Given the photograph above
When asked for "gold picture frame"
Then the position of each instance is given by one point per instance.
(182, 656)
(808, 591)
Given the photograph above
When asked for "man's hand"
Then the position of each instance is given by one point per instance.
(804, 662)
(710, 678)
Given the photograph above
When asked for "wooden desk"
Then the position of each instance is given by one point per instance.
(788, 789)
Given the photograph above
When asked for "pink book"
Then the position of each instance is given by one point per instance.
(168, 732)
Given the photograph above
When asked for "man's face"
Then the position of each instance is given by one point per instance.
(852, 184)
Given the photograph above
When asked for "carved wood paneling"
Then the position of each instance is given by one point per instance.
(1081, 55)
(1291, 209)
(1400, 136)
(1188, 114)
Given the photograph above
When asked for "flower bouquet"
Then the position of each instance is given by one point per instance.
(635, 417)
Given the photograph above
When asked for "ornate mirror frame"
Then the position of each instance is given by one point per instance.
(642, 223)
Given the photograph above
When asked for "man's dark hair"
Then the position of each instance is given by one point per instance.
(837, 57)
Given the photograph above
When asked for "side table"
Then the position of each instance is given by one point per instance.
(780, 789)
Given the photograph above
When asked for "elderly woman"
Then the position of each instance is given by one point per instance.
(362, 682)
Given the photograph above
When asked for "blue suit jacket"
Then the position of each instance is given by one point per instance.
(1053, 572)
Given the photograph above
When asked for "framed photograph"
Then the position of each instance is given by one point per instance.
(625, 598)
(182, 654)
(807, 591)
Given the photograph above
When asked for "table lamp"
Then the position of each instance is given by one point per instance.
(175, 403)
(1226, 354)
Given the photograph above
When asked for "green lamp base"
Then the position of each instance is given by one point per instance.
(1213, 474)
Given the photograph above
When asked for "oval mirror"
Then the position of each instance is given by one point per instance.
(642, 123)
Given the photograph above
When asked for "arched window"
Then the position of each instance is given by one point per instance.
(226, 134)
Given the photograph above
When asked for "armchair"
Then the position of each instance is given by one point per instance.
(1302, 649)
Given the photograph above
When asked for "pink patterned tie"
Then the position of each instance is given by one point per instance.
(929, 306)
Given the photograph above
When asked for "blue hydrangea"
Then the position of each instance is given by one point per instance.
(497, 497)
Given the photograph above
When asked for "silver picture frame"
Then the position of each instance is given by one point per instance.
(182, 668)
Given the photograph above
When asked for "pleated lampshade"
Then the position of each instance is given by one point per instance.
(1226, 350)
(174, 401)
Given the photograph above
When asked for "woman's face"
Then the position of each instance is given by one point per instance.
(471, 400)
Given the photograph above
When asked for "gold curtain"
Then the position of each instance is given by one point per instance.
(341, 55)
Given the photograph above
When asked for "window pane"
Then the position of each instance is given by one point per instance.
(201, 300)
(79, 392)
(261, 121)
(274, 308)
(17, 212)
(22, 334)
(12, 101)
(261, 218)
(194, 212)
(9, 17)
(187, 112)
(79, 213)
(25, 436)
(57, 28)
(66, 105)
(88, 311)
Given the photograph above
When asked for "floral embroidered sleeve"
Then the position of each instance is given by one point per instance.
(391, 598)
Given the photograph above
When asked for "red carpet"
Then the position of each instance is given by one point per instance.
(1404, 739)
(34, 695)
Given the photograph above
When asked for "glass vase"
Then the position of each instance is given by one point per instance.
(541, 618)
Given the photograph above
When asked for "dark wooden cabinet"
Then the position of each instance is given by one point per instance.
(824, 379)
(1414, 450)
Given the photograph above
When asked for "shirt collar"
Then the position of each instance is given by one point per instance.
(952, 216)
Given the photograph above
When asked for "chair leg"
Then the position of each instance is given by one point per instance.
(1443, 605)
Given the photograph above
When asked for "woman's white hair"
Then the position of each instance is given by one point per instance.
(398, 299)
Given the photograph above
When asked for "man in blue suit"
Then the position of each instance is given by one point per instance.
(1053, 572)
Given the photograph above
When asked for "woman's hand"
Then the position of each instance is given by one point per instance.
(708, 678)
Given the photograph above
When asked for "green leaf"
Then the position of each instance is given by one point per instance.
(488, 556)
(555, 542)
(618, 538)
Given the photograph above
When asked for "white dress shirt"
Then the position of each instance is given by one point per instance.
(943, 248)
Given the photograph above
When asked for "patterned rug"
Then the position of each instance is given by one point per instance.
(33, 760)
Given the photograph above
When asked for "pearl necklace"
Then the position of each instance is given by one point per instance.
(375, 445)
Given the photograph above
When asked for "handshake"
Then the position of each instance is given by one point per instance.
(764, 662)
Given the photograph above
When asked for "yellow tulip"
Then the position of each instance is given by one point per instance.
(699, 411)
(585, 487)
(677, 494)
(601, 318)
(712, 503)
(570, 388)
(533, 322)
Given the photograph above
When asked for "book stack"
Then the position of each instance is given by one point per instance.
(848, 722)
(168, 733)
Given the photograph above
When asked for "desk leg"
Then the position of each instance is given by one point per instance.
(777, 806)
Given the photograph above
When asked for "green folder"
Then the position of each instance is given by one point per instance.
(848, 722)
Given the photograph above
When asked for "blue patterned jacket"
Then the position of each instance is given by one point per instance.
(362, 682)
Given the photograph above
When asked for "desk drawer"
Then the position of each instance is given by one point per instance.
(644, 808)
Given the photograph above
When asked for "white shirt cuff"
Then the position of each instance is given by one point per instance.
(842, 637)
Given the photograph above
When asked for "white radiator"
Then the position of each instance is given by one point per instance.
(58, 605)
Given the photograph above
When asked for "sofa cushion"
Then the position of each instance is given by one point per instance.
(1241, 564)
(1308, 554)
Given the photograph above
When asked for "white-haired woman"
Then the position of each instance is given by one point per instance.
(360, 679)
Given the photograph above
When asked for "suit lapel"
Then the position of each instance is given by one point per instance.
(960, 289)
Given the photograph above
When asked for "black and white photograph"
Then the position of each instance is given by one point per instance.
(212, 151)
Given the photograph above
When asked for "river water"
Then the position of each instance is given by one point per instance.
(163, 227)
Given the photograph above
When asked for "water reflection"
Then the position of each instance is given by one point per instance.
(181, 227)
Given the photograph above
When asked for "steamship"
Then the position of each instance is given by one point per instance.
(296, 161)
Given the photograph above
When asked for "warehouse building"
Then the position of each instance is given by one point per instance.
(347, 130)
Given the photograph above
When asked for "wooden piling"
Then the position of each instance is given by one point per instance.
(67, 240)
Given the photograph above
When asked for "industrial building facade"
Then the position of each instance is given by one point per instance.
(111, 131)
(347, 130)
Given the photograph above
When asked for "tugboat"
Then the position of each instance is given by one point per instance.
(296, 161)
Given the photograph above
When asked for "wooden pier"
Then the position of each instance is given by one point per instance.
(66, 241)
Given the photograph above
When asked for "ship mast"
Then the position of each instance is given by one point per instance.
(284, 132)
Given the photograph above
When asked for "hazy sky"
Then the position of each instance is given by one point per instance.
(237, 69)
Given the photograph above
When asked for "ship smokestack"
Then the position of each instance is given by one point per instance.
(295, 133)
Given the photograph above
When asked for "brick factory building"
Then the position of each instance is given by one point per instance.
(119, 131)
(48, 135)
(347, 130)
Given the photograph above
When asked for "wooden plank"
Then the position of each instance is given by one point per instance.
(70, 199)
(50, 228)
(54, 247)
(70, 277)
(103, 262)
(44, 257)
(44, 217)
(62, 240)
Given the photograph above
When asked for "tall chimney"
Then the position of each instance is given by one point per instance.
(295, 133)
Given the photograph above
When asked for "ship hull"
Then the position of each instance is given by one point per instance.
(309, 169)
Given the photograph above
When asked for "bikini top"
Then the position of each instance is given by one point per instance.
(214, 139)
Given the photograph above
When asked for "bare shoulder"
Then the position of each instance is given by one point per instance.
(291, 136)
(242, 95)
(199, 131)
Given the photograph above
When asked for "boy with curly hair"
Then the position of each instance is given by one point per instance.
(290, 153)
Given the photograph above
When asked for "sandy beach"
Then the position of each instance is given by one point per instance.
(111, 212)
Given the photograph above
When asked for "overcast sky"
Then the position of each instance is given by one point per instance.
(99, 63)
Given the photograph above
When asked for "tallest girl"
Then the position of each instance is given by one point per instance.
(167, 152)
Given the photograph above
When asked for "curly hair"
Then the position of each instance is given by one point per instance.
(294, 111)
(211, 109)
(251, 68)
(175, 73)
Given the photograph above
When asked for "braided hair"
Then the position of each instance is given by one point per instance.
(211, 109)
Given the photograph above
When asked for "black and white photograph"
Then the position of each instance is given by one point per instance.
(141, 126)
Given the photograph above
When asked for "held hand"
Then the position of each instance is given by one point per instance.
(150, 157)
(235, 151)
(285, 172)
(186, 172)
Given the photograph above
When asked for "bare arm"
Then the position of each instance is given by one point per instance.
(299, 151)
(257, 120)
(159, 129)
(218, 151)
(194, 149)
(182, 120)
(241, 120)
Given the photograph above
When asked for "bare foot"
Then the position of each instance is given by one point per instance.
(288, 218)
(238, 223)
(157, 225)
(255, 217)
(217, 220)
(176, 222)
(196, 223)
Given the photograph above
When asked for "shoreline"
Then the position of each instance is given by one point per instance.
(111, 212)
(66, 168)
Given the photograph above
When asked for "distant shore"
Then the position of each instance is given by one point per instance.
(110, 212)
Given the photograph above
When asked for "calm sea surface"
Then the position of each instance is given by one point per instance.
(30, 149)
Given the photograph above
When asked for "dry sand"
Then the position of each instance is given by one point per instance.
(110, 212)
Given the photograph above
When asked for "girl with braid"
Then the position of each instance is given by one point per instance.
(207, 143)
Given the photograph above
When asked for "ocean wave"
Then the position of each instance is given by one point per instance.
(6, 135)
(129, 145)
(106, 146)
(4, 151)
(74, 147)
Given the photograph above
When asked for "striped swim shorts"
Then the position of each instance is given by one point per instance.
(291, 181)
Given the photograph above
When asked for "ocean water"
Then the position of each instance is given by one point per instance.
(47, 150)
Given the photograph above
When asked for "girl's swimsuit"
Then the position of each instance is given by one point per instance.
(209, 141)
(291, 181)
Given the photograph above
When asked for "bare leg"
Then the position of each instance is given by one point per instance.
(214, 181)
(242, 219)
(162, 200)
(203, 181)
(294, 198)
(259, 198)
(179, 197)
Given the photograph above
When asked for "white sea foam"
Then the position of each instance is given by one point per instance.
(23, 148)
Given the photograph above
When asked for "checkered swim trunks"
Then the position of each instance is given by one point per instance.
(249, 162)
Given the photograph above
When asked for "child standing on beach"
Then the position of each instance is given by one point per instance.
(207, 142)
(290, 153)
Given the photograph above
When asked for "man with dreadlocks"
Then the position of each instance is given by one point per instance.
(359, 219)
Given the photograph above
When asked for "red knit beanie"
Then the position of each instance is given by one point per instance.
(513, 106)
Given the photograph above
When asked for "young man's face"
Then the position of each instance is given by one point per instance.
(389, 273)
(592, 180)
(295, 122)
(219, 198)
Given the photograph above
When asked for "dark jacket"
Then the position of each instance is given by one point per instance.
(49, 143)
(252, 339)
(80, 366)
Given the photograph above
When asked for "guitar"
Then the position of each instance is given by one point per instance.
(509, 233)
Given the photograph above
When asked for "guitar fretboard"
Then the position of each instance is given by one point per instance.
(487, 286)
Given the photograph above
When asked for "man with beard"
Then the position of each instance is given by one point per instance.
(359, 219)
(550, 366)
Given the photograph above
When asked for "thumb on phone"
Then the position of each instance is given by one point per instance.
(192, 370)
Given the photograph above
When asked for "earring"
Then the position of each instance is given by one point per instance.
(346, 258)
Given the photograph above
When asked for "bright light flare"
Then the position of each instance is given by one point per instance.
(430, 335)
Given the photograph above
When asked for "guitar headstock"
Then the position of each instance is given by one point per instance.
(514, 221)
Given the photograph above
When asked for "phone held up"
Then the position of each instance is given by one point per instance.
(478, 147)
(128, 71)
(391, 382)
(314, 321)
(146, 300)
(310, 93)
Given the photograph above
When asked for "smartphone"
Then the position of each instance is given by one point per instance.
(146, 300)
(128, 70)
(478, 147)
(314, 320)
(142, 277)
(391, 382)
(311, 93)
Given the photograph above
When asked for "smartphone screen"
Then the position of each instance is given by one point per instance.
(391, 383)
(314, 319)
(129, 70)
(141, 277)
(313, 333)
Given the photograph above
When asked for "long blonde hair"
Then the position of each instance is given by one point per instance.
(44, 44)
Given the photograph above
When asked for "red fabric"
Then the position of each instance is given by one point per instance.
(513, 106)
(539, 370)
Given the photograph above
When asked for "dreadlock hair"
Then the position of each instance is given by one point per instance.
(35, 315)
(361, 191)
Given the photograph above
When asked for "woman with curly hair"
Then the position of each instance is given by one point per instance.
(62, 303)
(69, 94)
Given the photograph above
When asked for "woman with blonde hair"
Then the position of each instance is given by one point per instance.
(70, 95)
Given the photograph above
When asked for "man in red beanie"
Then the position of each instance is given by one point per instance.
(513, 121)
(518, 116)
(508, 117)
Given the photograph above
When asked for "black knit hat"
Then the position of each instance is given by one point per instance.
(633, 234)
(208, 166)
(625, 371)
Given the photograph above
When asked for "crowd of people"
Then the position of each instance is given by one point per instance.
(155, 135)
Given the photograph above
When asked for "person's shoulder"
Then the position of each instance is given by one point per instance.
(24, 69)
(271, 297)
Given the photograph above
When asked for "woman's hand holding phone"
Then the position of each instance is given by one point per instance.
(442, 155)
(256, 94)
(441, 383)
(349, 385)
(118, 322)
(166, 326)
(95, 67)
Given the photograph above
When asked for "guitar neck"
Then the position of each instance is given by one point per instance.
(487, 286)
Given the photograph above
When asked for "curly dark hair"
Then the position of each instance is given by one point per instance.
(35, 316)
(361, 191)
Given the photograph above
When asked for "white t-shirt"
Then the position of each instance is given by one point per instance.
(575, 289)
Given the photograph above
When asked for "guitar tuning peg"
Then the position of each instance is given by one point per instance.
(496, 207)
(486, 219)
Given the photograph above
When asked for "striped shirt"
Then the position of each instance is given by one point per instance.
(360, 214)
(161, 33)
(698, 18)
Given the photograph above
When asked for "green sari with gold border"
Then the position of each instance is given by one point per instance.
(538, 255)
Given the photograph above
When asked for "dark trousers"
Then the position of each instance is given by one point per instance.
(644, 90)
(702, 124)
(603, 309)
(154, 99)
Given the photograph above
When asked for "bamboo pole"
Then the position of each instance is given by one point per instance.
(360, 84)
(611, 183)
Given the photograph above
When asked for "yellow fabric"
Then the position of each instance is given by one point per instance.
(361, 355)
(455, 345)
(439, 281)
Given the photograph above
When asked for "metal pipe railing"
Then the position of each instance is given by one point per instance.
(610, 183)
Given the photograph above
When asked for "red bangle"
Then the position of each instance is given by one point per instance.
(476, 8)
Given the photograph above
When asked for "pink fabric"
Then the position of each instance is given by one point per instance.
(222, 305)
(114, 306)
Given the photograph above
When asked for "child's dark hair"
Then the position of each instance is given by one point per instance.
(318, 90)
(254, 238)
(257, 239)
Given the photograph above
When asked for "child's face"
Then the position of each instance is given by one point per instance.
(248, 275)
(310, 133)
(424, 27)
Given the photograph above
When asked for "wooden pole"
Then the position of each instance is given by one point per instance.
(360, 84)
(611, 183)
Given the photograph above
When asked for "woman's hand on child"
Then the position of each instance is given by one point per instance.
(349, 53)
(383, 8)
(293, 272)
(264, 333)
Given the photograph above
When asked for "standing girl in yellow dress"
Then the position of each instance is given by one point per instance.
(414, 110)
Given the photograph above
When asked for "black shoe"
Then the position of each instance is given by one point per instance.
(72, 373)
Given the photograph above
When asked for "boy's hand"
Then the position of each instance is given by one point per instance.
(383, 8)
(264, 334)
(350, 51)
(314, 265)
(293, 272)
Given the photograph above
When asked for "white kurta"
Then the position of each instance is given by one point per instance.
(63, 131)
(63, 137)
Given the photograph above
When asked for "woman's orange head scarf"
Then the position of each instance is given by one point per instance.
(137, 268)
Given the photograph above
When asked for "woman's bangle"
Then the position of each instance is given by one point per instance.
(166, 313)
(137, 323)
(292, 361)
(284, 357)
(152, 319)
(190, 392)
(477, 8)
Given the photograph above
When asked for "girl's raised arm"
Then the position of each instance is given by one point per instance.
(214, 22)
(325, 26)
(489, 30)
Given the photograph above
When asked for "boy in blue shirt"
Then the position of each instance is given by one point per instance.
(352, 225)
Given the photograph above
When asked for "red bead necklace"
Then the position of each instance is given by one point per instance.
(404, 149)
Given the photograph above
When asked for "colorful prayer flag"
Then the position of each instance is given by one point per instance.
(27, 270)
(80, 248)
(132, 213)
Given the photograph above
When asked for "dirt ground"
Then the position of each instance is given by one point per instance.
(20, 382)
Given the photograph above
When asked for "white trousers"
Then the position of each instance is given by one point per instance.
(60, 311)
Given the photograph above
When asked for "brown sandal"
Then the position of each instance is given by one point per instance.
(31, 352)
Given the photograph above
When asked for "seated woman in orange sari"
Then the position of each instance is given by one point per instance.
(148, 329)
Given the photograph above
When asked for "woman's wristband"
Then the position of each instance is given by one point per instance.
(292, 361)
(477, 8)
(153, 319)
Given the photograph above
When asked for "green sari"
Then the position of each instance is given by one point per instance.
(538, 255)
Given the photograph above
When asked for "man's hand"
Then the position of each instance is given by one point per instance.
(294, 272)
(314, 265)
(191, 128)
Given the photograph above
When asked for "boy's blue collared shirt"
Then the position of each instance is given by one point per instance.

━━━

* Your assignment *
Determine which lines above include the word "ocean", and report those lines in full.

* Response area *
When asked for "ocean wave"
When asked for "ocean water"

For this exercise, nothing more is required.